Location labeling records
+ + +
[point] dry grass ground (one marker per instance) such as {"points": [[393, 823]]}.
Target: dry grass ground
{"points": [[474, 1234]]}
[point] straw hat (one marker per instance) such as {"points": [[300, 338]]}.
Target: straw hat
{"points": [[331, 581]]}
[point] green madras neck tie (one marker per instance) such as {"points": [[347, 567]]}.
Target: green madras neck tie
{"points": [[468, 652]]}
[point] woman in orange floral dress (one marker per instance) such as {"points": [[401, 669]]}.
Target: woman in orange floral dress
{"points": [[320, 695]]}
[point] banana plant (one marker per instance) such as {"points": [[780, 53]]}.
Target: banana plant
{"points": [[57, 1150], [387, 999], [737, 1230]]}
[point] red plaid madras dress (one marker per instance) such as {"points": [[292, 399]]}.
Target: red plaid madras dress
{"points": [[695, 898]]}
+ + +
- [What needs to be done]:
Switch every "madras" in the lines above to "gingham", and rewrite all the lines with nothing else changed.

- [Answer to this problem]:
[point] dry grass ground (one marker per instance) such as {"points": [[393, 823]]}.
Target: dry grass ground
{"points": [[474, 1234]]}
[point] straw hat (one marker per instance) such as {"points": [[300, 338]]}.
Target: straw hat
{"points": [[331, 581]]}
[point] green gingham neck tie (one marker per instance) such as {"points": [[347, 567]]}.
Target: green gingham neck tie
{"points": [[468, 652]]}
[point] woman in orange floral dress (one marker per instance) such as {"points": [[401, 669]]}.
Target: woman in orange floral dress
{"points": [[320, 695]]}
[point] banana plant (one marker per instance) such as {"points": [[780, 53]]}.
Target: banana plant
{"points": [[57, 1150], [387, 999], [737, 1230]]}
[point] red plaid gingham dress (one marker per instance) such as {"points": [[292, 399]]}.
Target: red plaid gingham dress
{"points": [[695, 898]]}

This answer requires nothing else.